[Region pointing data]

○ ○ ○ ○ ○

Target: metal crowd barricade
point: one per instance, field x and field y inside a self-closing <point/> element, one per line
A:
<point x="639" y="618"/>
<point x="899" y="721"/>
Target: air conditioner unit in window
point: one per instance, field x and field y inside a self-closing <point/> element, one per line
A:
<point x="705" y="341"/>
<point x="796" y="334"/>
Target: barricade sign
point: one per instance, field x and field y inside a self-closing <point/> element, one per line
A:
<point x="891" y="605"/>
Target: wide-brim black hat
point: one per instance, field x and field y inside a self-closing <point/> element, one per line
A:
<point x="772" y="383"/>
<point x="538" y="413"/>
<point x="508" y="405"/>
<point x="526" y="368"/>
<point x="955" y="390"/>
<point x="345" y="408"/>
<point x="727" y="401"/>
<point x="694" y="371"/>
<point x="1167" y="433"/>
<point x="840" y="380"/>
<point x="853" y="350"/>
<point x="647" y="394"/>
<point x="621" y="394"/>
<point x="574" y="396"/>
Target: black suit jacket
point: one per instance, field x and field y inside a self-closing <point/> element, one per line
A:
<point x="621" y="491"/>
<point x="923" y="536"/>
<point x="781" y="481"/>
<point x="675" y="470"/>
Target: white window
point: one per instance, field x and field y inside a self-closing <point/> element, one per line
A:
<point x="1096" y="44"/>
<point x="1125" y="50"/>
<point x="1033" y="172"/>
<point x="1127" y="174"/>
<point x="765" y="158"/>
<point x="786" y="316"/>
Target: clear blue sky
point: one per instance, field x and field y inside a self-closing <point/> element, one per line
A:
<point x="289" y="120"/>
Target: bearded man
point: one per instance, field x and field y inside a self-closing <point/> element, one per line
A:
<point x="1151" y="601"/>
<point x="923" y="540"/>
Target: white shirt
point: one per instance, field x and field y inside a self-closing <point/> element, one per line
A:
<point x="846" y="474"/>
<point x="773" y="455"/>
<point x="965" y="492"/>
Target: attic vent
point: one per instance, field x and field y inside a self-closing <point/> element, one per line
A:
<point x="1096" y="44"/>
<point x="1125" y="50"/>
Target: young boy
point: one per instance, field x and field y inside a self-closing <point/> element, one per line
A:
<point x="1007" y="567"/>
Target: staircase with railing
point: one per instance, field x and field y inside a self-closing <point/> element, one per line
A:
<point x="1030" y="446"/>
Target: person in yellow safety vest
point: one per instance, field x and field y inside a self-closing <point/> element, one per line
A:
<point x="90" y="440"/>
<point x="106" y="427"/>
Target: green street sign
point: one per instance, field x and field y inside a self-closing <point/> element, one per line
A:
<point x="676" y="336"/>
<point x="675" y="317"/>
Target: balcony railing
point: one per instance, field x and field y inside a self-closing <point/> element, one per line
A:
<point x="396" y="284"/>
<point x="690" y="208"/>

○ ○ ○ ○ ○

_TASK ITEM:_ Each record above should be returned exactly as it appears.

_EXERCISE RESULT:_
Target: metal crowd barricade
point: one per instance, field x and field y inside a self-closing <point/> element, one per line
A:
<point x="639" y="618"/>
<point x="899" y="721"/>
Target: air conditioner unit in window
point: one per instance, field x and field y inside a self-closing <point/> element, one per line
A:
<point x="705" y="341"/>
<point x="796" y="334"/>
Target: barricade sign
point: one per instance, field x and field y inside a self-closing <point/> element, one per line
A:
<point x="891" y="605"/>
Target: wide-brim black hat
point: one per instance, field x and field y inside a self-closing <point/> element, one per line
A:
<point x="772" y="383"/>
<point x="538" y="413"/>
<point x="508" y="405"/>
<point x="526" y="368"/>
<point x="955" y="390"/>
<point x="345" y="408"/>
<point x="727" y="401"/>
<point x="694" y="371"/>
<point x="1167" y="433"/>
<point x="840" y="380"/>
<point x="853" y="350"/>
<point x="647" y="394"/>
<point x="621" y="394"/>
<point x="574" y="396"/>
Target: black suit jacket
point: one per instance, field x and field y inside a self-closing <point/> element, one per line
A:
<point x="621" y="491"/>
<point x="923" y="536"/>
<point x="781" y="481"/>
<point x="675" y="470"/>
Target: white window
point: one per instance, field x and field y inside a self-closing <point/> element, one per line
A:
<point x="1096" y="44"/>
<point x="1125" y="50"/>
<point x="1033" y="172"/>
<point x="1127" y="174"/>
<point x="765" y="158"/>
<point x="786" y="316"/>
Target: clear blue sky
point: one per instance, field x and field y inside a self-closing <point/> element, one per line
A:
<point x="289" y="120"/>
Target: bearded man
point: one per instance, field x and field y inside a self-closing <point/> element, one per line
A:
<point x="1151" y="601"/>
<point x="923" y="540"/>
Target: white shirt
point: one per instance, field x and field y inside a self-closing <point/> element, one per line
A:
<point x="846" y="474"/>
<point x="773" y="455"/>
<point x="965" y="492"/>
Target: attic vent
point: one per instance, field x and field y inside a self-closing <point/> element, one per line
A:
<point x="1096" y="44"/>
<point x="1125" y="50"/>
Target: young boy
point: one per instance, field x and field y inside a self-closing <point/> element, one per line
A:
<point x="1007" y="567"/>
Target: staircase with railing
point: one per instance, field x and field y inside a self-closing <point/> element, one per line
A:
<point x="1030" y="446"/>
Target: person in yellow safety vest
point: one per instance, field x and field y inside a self-closing <point/> element, one per line
A:
<point x="90" y="440"/>
<point x="106" y="427"/>
Target: green street sign
point: one per instance, field x and field y inside a self-closing <point/> element, one per line
A:
<point x="676" y="336"/>
<point x="675" y="317"/>
Target: balcony railing
point: one per instance, field x and field y inside a self-closing <point/> element, one per line
A:
<point x="396" y="284"/>
<point x="690" y="208"/>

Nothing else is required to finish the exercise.